作業内容: DEN-204試験について述べた文書の一節から、被験者が分けられた群をすべて書き出してください。

文書の一節:
現在実施中のDEN-204試験は、デング熱流行国(ドミニカ共和国、パナマおよびフィリピン)に居住する2歳から17歳までの1,794名の被験者を対象に、TAK-003の安全性および免疫原性を評価する臨床第2相試験です。本試験の主目的は、異なるスケジュールでTAK-003を接種したときに誘発される4種のデングウイルス血清型すべてに対する抗体価を評価することです。被験者は、TAK-003の単回接種、3ヵ月間隔で2回接種、1年間隔で2回接種、プラセボ接種の4群に分けられました。発熱調査、安全性および免疫原性の評価は48ヵ月の試験期間を通じて実施されます。

本中間解析では以下の結果が示されました。

  • 安全性評価対象集団(TAK-003またはプラセボを少なくとも1回接種した被験者集団)において、TAK-003を接種した小児および若年者の症候性デング熱の相対危険度は、プラセボ接種群と比較して0.29(95%信頼区間:0.13-0.72)でした。症候性デング熱の相対危険度は予め規定された副次評価項目です。
  • TAK-003は、プラセボと比較して、試験計画書で確認が定められた局所反応および全身性の有害事象に関して安全かつ良好な忍容性プロファイルを示しました。この結果は既に実施した臨床第1相および臨床第2相試験における結果と整合するものでした。
  • TAK-003が接種されたすべての群において、4種すべてのデングウイルス血清型に対する免疫応答の持続が認められ、接種スケジュールおよびデングウイルスの感染歴に関係なく18ヵ月間抗体価が持続しました。

項目一覧:
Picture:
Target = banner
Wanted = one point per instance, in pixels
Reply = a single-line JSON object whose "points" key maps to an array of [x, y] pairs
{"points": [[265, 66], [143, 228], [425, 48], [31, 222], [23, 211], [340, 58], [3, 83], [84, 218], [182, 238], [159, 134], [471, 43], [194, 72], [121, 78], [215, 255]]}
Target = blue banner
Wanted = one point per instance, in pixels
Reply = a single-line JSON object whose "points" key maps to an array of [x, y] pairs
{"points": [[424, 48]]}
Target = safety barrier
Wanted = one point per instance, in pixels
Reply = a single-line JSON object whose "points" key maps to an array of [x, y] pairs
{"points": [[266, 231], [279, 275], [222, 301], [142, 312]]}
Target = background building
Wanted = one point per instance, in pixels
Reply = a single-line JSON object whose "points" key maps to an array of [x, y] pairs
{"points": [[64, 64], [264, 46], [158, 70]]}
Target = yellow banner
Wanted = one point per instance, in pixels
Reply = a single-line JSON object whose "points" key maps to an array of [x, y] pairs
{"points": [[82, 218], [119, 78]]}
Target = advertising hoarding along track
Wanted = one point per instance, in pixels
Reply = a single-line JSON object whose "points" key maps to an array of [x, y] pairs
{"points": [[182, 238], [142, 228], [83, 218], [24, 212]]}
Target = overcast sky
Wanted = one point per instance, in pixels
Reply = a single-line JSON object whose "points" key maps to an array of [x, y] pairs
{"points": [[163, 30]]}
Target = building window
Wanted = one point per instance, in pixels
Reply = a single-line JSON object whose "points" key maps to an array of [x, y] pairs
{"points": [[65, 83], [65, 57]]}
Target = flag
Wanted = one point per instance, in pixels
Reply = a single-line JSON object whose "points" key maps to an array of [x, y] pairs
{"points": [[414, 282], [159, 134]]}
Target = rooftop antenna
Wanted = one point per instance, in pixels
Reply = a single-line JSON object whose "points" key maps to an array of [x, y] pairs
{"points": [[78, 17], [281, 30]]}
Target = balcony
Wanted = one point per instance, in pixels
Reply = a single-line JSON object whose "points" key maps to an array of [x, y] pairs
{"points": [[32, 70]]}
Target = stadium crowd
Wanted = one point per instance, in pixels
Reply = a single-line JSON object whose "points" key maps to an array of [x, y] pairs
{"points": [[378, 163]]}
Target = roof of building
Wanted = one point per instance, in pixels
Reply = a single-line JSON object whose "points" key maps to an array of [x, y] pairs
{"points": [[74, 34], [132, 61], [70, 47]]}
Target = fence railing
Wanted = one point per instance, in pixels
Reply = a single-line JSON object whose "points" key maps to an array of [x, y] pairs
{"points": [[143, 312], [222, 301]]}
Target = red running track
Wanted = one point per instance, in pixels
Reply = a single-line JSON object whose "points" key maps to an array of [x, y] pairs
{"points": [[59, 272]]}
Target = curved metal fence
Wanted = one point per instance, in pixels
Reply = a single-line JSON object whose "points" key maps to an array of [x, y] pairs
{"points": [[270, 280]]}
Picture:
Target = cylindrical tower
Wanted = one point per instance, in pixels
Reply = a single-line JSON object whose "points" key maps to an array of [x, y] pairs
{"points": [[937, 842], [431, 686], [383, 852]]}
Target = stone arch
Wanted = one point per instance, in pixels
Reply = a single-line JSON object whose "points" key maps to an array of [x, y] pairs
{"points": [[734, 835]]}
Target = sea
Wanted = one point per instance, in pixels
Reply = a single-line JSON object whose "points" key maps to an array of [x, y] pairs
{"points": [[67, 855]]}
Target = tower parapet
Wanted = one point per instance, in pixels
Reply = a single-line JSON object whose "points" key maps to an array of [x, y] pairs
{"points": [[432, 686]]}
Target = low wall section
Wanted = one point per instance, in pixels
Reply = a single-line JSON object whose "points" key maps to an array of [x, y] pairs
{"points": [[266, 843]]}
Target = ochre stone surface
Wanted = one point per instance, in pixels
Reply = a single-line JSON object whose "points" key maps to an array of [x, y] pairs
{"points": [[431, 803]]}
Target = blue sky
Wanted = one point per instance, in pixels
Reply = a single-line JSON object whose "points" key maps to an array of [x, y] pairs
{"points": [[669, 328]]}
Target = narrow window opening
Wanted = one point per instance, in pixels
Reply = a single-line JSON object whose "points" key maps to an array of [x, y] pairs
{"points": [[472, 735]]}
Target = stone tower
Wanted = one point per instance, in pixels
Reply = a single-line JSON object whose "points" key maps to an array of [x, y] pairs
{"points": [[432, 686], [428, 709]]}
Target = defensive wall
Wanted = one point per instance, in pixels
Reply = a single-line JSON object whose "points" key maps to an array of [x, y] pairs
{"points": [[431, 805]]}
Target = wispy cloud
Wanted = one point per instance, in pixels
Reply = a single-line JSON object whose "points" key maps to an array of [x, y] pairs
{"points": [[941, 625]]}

課題の解答:
・TAK-003の単回接種
・3ヵ月間隔で2回接種
・1年間隔で2回接種
・プラセボ接種